Items listed in a dataset:

>>

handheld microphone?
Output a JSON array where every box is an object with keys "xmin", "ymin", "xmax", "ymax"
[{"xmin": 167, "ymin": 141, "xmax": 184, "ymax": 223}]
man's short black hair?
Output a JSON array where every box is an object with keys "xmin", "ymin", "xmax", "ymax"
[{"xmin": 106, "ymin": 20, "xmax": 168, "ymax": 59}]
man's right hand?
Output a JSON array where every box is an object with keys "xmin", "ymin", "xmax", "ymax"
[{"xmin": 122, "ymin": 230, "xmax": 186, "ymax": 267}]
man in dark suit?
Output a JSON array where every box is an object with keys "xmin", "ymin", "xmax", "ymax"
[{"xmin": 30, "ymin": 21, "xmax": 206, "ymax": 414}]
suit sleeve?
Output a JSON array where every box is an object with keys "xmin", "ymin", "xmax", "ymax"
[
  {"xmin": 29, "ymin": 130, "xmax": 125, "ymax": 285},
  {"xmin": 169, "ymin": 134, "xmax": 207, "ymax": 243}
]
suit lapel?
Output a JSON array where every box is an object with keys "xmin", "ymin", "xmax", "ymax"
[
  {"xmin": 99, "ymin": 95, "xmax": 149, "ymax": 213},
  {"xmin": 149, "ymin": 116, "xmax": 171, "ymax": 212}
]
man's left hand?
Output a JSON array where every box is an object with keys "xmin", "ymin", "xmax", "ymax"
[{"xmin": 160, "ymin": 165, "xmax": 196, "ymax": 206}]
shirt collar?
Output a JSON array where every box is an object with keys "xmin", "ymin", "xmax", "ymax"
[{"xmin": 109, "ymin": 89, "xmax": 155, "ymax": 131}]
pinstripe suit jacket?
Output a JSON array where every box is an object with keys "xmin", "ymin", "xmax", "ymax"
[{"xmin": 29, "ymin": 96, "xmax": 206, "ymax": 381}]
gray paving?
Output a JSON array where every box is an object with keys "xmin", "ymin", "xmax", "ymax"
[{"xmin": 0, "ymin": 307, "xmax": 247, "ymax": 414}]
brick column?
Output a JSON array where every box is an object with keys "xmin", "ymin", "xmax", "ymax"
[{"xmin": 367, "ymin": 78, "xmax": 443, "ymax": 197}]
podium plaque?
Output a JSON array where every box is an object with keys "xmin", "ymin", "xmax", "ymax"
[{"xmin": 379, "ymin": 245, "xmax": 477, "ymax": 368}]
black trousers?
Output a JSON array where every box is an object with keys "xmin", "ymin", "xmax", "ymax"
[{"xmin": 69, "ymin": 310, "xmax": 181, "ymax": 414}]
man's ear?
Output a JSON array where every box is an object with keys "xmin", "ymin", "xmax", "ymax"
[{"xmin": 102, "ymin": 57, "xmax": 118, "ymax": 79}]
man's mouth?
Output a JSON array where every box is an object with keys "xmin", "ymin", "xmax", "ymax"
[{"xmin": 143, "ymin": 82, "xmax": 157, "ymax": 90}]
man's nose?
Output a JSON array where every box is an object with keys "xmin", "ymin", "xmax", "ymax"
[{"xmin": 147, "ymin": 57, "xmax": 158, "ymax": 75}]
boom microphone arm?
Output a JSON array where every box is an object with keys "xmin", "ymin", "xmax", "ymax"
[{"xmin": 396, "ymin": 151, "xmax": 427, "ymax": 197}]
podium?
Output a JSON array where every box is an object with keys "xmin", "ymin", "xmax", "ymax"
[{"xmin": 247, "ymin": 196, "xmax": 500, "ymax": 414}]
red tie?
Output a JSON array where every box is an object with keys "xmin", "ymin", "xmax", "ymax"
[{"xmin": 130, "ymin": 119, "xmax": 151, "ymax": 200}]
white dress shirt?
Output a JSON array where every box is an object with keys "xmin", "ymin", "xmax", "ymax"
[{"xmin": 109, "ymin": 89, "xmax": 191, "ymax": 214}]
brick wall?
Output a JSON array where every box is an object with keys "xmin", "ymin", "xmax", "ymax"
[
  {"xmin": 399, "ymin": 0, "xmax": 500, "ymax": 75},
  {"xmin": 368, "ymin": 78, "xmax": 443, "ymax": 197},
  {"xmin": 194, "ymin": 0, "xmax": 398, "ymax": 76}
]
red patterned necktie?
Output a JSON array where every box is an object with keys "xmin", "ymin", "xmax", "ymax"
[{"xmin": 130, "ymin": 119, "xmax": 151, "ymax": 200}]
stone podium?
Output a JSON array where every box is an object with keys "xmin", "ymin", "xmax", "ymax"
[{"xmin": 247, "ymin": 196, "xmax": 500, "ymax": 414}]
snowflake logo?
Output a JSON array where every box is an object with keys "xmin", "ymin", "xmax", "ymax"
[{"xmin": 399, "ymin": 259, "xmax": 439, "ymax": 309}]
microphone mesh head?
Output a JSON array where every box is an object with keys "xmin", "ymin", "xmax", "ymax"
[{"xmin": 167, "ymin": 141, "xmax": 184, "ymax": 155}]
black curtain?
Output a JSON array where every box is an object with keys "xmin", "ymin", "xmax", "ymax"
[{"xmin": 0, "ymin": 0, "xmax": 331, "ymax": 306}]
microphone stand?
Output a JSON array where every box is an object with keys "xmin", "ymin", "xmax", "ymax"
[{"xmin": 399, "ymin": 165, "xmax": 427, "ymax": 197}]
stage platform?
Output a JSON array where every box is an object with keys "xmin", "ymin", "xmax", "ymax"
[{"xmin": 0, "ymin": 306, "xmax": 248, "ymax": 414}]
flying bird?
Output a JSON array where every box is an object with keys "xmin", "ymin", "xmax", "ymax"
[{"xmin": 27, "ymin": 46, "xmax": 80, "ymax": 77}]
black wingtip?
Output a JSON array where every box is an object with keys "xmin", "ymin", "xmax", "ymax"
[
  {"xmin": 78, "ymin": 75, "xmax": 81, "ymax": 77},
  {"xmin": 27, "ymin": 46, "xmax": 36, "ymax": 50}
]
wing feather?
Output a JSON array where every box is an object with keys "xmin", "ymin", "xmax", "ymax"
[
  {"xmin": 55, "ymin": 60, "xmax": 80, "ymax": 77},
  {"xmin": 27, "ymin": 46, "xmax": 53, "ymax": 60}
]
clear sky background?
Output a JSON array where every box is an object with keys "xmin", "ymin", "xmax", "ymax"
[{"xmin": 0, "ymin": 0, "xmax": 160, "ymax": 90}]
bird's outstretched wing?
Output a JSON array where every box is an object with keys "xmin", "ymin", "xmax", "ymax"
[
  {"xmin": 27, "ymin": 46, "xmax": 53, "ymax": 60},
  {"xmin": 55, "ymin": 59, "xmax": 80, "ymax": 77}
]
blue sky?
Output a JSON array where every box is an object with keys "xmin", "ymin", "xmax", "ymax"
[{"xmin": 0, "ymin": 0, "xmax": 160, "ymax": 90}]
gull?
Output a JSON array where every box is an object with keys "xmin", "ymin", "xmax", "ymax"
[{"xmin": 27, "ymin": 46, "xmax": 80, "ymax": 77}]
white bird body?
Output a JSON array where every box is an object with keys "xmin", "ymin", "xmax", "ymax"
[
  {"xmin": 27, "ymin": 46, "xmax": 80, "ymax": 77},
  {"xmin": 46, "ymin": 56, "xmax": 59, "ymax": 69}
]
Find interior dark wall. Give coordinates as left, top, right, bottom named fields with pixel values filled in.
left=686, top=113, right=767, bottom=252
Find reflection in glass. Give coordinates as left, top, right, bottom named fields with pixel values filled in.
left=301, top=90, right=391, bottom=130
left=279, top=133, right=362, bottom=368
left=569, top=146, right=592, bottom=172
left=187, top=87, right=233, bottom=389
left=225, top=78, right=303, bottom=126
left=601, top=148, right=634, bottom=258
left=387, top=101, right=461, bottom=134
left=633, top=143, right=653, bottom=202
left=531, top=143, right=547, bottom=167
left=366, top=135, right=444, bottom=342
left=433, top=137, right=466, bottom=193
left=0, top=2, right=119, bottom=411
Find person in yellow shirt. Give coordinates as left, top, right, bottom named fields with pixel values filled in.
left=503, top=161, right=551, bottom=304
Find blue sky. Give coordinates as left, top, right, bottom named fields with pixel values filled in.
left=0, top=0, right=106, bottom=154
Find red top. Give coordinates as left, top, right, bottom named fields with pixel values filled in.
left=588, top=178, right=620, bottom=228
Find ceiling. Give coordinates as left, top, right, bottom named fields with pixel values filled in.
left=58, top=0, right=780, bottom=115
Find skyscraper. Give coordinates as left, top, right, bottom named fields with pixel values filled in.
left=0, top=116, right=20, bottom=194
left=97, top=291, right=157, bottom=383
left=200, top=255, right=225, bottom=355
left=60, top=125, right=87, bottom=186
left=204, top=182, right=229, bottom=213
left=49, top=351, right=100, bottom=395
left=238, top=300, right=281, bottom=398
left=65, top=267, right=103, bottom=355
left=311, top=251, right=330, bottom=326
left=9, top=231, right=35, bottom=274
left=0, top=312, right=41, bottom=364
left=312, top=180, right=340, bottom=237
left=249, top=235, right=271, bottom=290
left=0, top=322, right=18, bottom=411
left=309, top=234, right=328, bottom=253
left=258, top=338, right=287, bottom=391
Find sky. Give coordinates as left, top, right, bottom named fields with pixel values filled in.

<<

__CHALLENGE__
Present the lines of the data as a numbered list, from the line with "Find skyscraper. Give" up to and including the line with "left=309, top=234, right=328, bottom=253", leaving out any blank lines.

__ANSWER FOR THE TASK__
1. Find skyscraper. Give coordinates as left, top, right, bottom named fields with pixel values filled in.
2. left=0, top=116, right=20, bottom=194
3. left=97, top=291, right=157, bottom=383
4. left=200, top=255, right=225, bottom=355
5. left=60, top=125, right=87, bottom=186
6. left=204, top=182, right=229, bottom=213
7. left=49, top=351, right=100, bottom=395
8. left=238, top=300, right=281, bottom=398
9. left=65, top=267, right=103, bottom=355
10. left=311, top=251, right=330, bottom=326
11. left=9, top=231, right=35, bottom=274
12. left=0, top=312, right=41, bottom=364
13. left=312, top=180, right=340, bottom=237
14. left=249, top=235, right=271, bottom=290
15. left=0, top=322, right=18, bottom=411
16. left=309, top=234, right=328, bottom=253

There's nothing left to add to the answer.